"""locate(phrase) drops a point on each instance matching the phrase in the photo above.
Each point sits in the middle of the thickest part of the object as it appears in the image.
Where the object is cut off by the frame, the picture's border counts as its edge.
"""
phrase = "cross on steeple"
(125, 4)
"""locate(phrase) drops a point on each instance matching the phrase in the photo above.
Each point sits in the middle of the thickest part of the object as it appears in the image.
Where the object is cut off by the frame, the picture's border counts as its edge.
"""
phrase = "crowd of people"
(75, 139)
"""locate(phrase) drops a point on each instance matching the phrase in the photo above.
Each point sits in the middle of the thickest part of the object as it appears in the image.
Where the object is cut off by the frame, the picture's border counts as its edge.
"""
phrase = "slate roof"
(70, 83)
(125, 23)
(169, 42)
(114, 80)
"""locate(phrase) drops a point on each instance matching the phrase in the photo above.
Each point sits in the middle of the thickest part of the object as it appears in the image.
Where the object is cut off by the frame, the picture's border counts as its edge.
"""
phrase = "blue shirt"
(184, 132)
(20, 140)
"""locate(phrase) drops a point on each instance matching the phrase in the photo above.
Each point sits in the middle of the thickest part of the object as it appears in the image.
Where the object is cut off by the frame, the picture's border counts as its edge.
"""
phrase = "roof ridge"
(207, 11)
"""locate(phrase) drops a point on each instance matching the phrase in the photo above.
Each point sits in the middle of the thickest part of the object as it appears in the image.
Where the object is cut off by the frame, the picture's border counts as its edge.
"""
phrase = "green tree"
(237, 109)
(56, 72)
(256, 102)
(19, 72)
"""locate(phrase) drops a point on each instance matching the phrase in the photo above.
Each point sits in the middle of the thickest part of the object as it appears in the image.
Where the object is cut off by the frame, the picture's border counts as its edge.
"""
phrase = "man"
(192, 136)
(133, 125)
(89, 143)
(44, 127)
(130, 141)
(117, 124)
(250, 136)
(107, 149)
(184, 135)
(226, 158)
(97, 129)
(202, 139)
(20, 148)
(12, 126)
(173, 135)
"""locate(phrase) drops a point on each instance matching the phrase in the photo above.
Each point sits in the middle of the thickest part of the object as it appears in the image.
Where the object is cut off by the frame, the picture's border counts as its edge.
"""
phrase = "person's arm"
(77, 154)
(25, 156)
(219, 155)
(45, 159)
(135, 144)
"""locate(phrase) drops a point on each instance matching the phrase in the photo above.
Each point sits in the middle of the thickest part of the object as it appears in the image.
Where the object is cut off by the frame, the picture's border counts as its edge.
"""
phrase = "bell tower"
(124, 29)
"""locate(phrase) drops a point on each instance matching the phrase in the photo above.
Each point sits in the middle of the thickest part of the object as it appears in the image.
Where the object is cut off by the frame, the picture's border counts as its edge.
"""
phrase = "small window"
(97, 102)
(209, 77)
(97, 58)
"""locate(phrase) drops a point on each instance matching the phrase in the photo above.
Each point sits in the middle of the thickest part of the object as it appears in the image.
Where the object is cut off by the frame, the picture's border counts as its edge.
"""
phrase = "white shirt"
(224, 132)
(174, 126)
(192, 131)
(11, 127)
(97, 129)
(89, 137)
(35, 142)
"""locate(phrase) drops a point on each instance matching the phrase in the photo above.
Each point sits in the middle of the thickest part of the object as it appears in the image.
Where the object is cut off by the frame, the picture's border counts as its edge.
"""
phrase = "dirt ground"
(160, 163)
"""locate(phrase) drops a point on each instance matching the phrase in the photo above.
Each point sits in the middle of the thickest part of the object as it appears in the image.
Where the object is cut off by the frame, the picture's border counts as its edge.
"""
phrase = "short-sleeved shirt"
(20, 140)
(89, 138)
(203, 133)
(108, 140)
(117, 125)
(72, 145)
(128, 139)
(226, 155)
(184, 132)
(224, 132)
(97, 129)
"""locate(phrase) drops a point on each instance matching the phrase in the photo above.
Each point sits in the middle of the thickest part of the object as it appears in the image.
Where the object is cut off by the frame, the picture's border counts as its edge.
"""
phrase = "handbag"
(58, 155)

DIRECTIONS FOR THIS TASK
How many lines in the records above contain the word "roof"? Reply with the number alone.

REPLY
2